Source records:
◇ ◇ ◇ ◇ ◇
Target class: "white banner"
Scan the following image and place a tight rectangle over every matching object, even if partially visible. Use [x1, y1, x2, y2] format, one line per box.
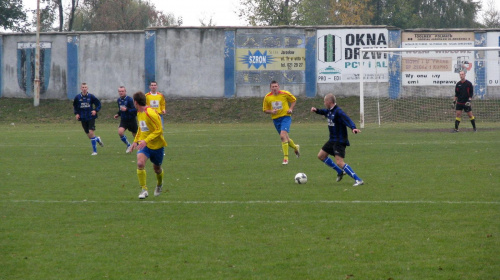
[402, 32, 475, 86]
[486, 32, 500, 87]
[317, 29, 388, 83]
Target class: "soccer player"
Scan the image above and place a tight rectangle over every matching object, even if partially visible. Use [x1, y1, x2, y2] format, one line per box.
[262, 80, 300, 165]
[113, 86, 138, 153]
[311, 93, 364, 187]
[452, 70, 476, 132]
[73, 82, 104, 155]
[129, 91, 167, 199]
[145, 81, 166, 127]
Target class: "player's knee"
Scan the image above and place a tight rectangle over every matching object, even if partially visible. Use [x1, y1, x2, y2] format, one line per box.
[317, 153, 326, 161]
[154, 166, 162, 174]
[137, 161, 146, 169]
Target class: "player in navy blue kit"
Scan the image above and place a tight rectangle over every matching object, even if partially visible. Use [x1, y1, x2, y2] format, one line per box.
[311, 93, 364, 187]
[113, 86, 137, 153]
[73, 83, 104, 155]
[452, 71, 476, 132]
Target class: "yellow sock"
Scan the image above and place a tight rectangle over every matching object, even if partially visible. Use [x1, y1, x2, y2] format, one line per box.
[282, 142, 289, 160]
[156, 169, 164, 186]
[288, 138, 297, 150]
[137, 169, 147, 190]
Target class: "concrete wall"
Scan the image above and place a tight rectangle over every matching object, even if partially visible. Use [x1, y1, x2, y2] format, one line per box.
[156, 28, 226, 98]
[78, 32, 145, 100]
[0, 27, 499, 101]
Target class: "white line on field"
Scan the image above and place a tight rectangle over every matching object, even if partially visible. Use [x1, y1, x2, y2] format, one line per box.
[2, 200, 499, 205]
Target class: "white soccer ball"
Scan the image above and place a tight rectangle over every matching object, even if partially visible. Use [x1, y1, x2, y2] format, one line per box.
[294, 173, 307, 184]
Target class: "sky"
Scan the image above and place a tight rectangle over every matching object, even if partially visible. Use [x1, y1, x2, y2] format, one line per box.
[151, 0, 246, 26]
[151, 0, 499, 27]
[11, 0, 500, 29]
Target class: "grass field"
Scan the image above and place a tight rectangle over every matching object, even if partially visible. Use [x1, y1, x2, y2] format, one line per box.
◇ ◇ ◇ ◇ ◇
### EXERCISE
The data above must be written out again without alteration, and the pictures in them must be excluded.

### REPLY
Target class: "white banner"
Scan the following image and place a tight rectangle over every matching object, even if partially visible. Use [x1, y1, x2, y2] format, one line per box.
[402, 32, 475, 86]
[486, 32, 500, 87]
[317, 29, 388, 83]
Target class: "soccer player"
Scan the image above and place a tight rectangle over every matching object, even if partially visible. Use [x1, y1, x2, y2] format, one line per box.
[262, 80, 300, 165]
[113, 86, 138, 153]
[311, 93, 364, 187]
[452, 70, 476, 132]
[73, 82, 104, 155]
[129, 91, 167, 199]
[145, 81, 166, 127]
Target class: "player's knee"
Scan the image above and place a tight rectangle over every matching object, even if partially visible. Use [x1, y1, x2, y2] format, one line per box.
[317, 153, 326, 161]
[154, 166, 162, 174]
[137, 161, 146, 169]
Target class: "player in navy blue kit"
Scan the image above and place a tight rectangle over every matching object, even if partially visible. Use [x1, y1, x2, y2] format, one line per box.
[311, 93, 364, 187]
[113, 86, 137, 153]
[73, 83, 104, 155]
[452, 71, 476, 132]
Target class: "yellow sock"
Scan the image above and place a tight rectangle over every matching object, even if partially visible. Use [x1, y1, x2, y2] format, one line per box.
[282, 142, 289, 160]
[156, 169, 164, 186]
[288, 138, 297, 150]
[137, 169, 147, 190]
Target class: "concrete wall"
Scan the image above and place a tight rectangle over every matching object, even if partially visible. Use [x1, y1, x2, y2] format, one line per box.
[156, 28, 226, 98]
[78, 32, 145, 100]
[0, 27, 499, 101]
Target class: "white line on field"
Scan the image above and place a tight rectangle over every matching object, even if partially visible. Use [x1, y1, x2, y2] format, one line per box.
[2, 200, 499, 205]
Target class: "white soccer ball"
Scan the image above and place a tight rectangle over every matching object, even if partially visible. Use [x1, y1, x2, y2] format, one line per box.
[294, 173, 307, 184]
Target class: "sky"
Scan the image above and place a tight rectangle over every matching object, even if partially visible. Use [x1, y1, x2, y2] format, one line per box.
[151, 0, 246, 26]
[151, 0, 499, 27]
[11, 0, 500, 29]
Target class: "grass field"
Scan the image above and place a tight rectangle over every matching object, even if partially visible. Use [x1, y1, x2, y2] format, one line per box.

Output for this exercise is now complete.